Brief:
Rescale everything in the items below from the line containing "Given the image above, detect framed" down to the end, both ends included. Give these lines again, requests included, but multiply every bounding box coordinate in the answers by 0.3, round it to a whole number with halves rounded up, and leave the pictures out.
- - -
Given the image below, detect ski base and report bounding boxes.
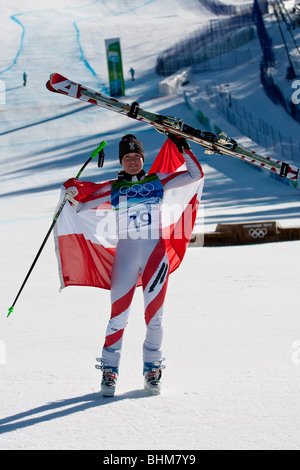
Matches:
[46,73,299,181]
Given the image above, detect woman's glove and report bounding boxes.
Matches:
[166,132,191,153]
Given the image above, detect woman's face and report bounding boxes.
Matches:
[122,152,144,175]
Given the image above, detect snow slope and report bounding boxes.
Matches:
[0,0,300,450]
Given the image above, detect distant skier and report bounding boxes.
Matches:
[60,134,203,396]
[129,67,135,81]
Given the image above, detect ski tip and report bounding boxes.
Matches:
[7,307,14,318]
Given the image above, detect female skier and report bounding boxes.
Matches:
[65,134,203,396]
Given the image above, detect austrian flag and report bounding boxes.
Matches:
[54,139,204,289]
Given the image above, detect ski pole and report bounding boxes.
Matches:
[7,140,107,318]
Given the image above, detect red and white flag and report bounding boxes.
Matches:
[54,139,204,289]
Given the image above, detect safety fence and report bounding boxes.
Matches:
[254,0,300,122]
[206,82,300,162]
[155,13,254,76]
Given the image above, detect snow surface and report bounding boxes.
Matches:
[0,0,300,450]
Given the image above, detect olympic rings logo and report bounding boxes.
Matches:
[248,228,268,238]
[119,183,154,198]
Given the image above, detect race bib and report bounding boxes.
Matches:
[111,174,164,239]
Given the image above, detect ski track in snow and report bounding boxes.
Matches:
[0,0,300,451]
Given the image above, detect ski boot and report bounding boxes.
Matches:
[95,359,119,397]
[144,360,165,395]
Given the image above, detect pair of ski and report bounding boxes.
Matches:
[46,73,299,181]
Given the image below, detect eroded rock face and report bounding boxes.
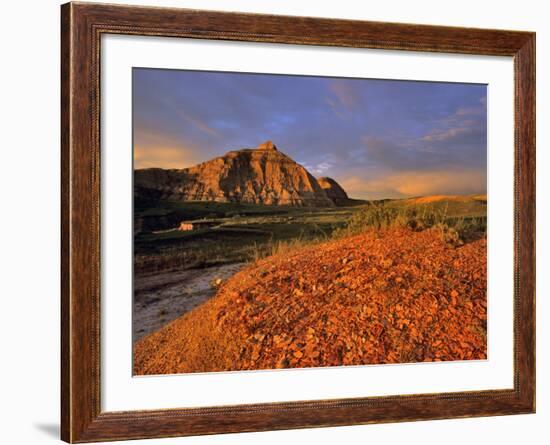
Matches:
[317,177,349,205]
[134,141,338,207]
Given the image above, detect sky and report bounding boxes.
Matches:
[132,68,487,199]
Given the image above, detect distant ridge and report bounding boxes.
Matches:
[134,141,347,207]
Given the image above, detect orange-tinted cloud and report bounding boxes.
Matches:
[134,130,205,169]
[340,170,487,199]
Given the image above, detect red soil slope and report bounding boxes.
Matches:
[134,229,487,375]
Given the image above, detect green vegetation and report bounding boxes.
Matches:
[134,197,487,273]
[334,199,487,244]
[134,201,356,272]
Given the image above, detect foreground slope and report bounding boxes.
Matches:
[134,225,487,374]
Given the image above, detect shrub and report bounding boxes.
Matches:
[334,203,487,245]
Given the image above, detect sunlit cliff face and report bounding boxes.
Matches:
[133,69,487,199]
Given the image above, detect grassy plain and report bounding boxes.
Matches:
[134,196,487,273]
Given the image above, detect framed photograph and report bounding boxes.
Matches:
[61,3,535,443]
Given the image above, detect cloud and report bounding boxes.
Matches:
[134,130,205,169]
[133,69,487,198]
[327,80,359,111]
[340,170,487,199]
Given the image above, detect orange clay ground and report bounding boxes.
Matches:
[134,229,487,375]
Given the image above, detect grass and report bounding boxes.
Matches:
[334,201,487,244]
[134,198,487,273]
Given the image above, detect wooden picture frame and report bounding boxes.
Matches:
[61,3,535,443]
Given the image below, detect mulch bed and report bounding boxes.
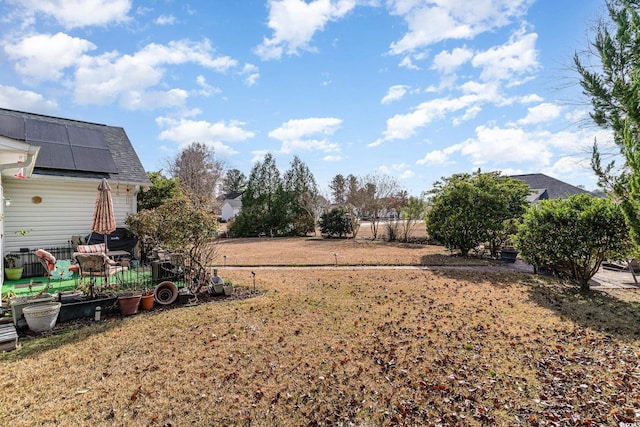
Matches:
[17,286,266,337]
- - -
Result of this task:
Given the image above, detect framed photograph and report bounding boxes.
Matches:
[18,1,161,133]
Given the image above, detect cloud and report bounding boxes.
Matches:
[40,39,62,51]
[40,21,146,59]
[98,24,108,33]
[102,51,146,60]
Given the image above, detect orange clay ground and report bounding boxes.
Matches:
[40,69,146,113]
Given the image above, detect grass and report bounding boxes.
Matches:
[100,60,146,73]
[40,59,146,82]
Given the image above, detect wooden picture frame and report bounding boxes.
Matches:
[18,1,161,133]
Given the image below, detect mulch bed and report bounding boxes.
Matches:
[5,86,80,101]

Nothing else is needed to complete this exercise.